Print only the closing part of the entries. It starts at the line containing "microphones for player-tracking calibration." and includes the final line, exactly as written.

Stored data
○ ○ ○ ○
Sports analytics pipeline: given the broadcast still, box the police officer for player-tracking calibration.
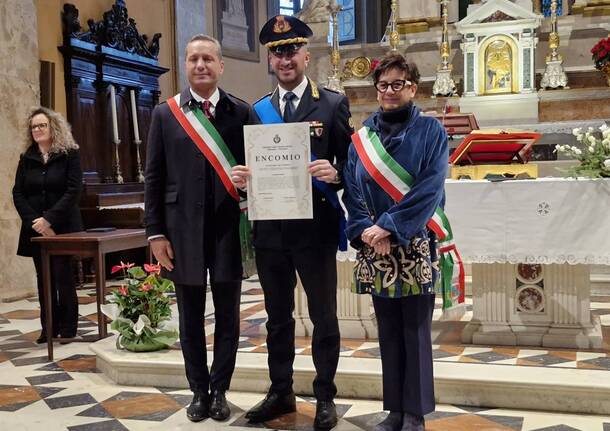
[231,15,353,430]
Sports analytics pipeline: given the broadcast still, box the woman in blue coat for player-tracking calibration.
[342,53,448,431]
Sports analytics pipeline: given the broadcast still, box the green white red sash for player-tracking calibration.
[351,126,465,309]
[167,94,239,201]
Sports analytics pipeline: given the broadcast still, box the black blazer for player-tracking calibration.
[252,80,354,250]
[145,88,256,285]
[12,146,83,257]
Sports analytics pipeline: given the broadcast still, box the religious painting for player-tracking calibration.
[485,40,512,93]
[213,0,259,62]
[479,35,519,95]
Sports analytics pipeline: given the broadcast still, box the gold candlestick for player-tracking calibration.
[433,0,456,96]
[541,0,568,89]
[389,0,399,51]
[326,2,344,93]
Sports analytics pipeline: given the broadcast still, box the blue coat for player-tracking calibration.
[342,104,448,249]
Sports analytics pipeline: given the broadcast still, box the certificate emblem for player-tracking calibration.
[273,134,281,144]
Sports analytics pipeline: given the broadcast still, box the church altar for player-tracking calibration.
[445,177,610,348]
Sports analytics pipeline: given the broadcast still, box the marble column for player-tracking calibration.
[0,0,39,300]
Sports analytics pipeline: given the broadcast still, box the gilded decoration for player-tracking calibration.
[479,35,519,94]
[343,56,372,79]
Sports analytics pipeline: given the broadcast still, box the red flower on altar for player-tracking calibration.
[118,286,129,296]
[139,283,153,292]
[144,263,161,274]
[111,261,134,274]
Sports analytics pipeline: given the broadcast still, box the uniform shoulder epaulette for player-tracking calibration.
[254,92,273,105]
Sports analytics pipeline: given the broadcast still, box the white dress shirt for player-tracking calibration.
[190,87,220,117]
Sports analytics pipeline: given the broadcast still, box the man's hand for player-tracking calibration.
[231,165,251,191]
[150,237,174,271]
[308,160,339,184]
[32,217,51,234]
[41,227,56,237]
[361,225,391,247]
[372,237,391,256]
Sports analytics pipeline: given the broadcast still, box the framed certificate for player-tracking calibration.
[244,122,312,220]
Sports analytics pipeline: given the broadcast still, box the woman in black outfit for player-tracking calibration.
[12,107,83,343]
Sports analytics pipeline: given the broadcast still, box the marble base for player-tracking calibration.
[462,317,603,349]
[459,92,540,125]
[91,336,610,414]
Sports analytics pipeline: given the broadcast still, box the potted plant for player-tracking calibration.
[101,262,179,352]
[555,125,610,178]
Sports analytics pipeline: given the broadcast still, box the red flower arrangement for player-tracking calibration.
[591,36,610,69]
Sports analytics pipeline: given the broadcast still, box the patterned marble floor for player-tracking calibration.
[0,280,609,430]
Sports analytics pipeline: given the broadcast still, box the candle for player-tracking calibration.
[109,84,119,143]
[130,89,140,142]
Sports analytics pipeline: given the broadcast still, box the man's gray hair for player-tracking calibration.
[186,34,223,59]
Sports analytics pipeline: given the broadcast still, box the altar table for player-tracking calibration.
[445,178,610,348]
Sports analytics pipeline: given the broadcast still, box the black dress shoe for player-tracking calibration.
[186,392,209,422]
[245,391,296,423]
[209,389,230,421]
[36,331,59,344]
[314,400,338,429]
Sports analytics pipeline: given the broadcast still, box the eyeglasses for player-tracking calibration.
[374,79,412,93]
[30,123,49,131]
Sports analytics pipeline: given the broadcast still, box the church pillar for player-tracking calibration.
[0,0,39,300]
[174,0,207,91]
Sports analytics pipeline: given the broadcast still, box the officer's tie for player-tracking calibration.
[283,91,297,122]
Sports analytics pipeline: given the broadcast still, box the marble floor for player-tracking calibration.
[0,280,609,430]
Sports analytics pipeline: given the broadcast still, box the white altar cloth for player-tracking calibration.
[444,178,610,266]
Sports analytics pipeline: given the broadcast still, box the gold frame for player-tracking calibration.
[478,35,520,95]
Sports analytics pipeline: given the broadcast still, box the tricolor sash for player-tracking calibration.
[351,126,465,310]
[253,95,348,251]
[167,94,255,275]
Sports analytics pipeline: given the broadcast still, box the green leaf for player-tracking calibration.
[127,266,147,279]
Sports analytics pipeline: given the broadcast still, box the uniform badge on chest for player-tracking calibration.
[310,121,324,137]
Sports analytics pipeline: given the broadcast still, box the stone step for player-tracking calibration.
[91,336,610,415]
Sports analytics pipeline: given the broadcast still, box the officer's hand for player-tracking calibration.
[308,160,339,184]
[231,165,251,191]
[150,237,174,271]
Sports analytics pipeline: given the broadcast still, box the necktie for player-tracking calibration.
[202,100,213,119]
[188,99,213,119]
[283,91,297,122]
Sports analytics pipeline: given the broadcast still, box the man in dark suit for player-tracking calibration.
[145,34,254,423]
[231,15,353,430]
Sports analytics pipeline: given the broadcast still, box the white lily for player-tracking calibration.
[604,159,610,169]
[588,145,595,153]
[572,128,582,136]
[574,148,582,155]
[600,123,609,132]
[588,135,597,144]
[588,127,595,133]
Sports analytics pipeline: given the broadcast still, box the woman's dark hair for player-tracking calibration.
[372,52,421,85]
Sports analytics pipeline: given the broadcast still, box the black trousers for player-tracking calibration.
[32,251,78,337]
[372,293,435,417]
[174,280,241,394]
[256,247,340,401]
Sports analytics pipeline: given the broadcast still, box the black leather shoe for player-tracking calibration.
[36,331,59,344]
[209,389,230,421]
[186,392,209,422]
[400,412,424,431]
[314,400,338,429]
[245,391,296,423]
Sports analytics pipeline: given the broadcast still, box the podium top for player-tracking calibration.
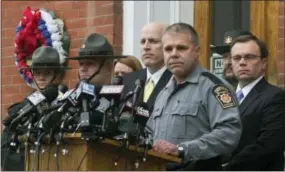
[65,133,181,163]
[18,133,181,163]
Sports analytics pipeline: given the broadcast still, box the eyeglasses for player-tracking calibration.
[231,54,261,62]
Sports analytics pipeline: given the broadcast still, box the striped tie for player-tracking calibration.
[236,90,244,103]
[143,77,154,102]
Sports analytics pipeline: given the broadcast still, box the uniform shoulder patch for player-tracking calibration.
[212,85,236,109]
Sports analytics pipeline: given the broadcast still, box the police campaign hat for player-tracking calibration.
[210,30,253,55]
[69,33,127,60]
[29,46,70,70]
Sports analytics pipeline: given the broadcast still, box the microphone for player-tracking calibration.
[133,102,150,127]
[78,80,98,128]
[100,76,124,104]
[40,88,79,132]
[58,84,68,94]
[132,79,143,107]
[41,81,100,132]
[3,85,59,127]
[118,101,150,134]
[40,82,84,131]
[57,81,96,110]
[78,81,96,100]
[118,101,136,134]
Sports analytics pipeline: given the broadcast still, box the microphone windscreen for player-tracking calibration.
[41,85,59,103]
[118,112,137,134]
[135,79,143,87]
[41,110,62,131]
[58,84,68,94]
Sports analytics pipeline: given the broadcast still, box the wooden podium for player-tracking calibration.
[24,133,181,171]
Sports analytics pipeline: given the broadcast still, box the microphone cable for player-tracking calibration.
[76,150,88,171]
[31,132,45,171]
[55,131,61,171]
[46,129,53,171]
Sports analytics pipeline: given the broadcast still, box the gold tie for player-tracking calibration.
[143,77,154,102]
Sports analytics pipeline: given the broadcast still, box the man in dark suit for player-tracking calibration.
[122,22,172,113]
[224,34,285,170]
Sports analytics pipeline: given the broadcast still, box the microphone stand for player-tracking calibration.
[26,114,36,145]
[26,113,40,171]
[58,112,71,156]
[80,97,92,140]
[113,132,130,170]
[53,111,73,171]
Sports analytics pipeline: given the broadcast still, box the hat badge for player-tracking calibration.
[224,36,233,44]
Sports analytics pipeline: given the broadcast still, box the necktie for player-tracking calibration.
[236,90,244,103]
[143,77,154,102]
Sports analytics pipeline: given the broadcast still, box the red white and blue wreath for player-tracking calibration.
[14,6,70,87]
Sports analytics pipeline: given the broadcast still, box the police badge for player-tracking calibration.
[212,85,236,109]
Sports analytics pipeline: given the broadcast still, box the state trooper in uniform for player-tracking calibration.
[146,23,242,170]
[1,46,69,171]
[64,33,126,124]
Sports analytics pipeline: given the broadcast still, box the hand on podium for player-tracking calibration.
[152,140,178,157]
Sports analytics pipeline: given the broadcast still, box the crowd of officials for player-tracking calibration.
[1,22,285,171]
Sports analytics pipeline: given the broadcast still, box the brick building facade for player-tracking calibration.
[1,1,123,116]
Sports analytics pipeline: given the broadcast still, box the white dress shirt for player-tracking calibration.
[146,66,167,86]
[236,76,263,104]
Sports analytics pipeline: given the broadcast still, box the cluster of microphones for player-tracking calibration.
[2,76,153,169]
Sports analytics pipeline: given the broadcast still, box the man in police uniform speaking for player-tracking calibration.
[146,23,242,170]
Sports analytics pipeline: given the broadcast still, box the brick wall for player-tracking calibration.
[1,1,123,117]
[278,0,285,88]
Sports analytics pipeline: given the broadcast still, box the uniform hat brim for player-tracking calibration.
[68,55,128,60]
[69,33,128,60]
[210,45,230,55]
[20,65,72,70]
[210,30,253,55]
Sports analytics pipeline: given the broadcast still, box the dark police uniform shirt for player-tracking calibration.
[147,63,242,162]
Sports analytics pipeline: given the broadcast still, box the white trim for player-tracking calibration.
[146,1,154,24]
[175,1,180,22]
[170,1,180,24]
[123,1,135,55]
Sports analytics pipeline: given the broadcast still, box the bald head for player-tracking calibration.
[140,22,168,73]
[141,22,168,37]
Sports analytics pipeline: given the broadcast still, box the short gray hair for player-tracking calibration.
[164,22,199,46]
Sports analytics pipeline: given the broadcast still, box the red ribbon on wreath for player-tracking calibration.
[14,7,43,84]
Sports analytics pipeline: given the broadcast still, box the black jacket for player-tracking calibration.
[1,102,26,171]
[224,78,285,170]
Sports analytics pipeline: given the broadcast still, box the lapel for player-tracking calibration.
[239,77,267,116]
[147,69,172,111]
○ ○ ○ ○
> [Completed exercise]:
Sports analytics pipeline: given the broadcast still, box the cluster of microphones for player-tracking calibration.
[2,76,153,169]
Sports analytics pipeline: given the broadcast still, box the man in police uniform speaking for player-tracking calibration.
[146,23,242,170]
Sports analytics pipeline: given the broadcast still, box the brick wall for player-tracking calibration.
[1,1,123,117]
[278,0,285,88]
Sports analytics pipeline: given the broadcast still, box the uniform hat brim for player-tracking calibration.
[68,55,128,60]
[69,33,128,60]
[210,45,230,55]
[20,65,72,70]
[210,30,253,55]
Sports analytics pipeline: given the broadcast still, box the dark police uniform shirt for player-tracking calibration.
[147,63,242,162]
Sports analytics pipeline: given the broadcast still, box the white trim for player-tracking calibration.
[146,1,154,24]
[175,1,180,22]
[170,1,180,24]
[123,1,135,55]
Sports analytics pipeline: given the broadcast still, box the bald head for player-tracking calibration.
[140,22,168,73]
[141,22,168,37]
Sports analytics pipeline: given the broadcast still, box the short gray hair for player-tracking calibration.
[164,22,199,46]
Sports analytics pipeline: given the broadcast still, box the red ribbon on wreath for player-tracking calibration.
[14,7,43,84]
Sports analytics pipeline: given the broadcast still, box the black jacket for player-tracking calibration.
[1,102,26,171]
[224,78,285,170]
Sports analytics pipeline: given the broadcast still, box the lapel for player-tracking calibration.
[239,77,267,116]
[147,69,172,111]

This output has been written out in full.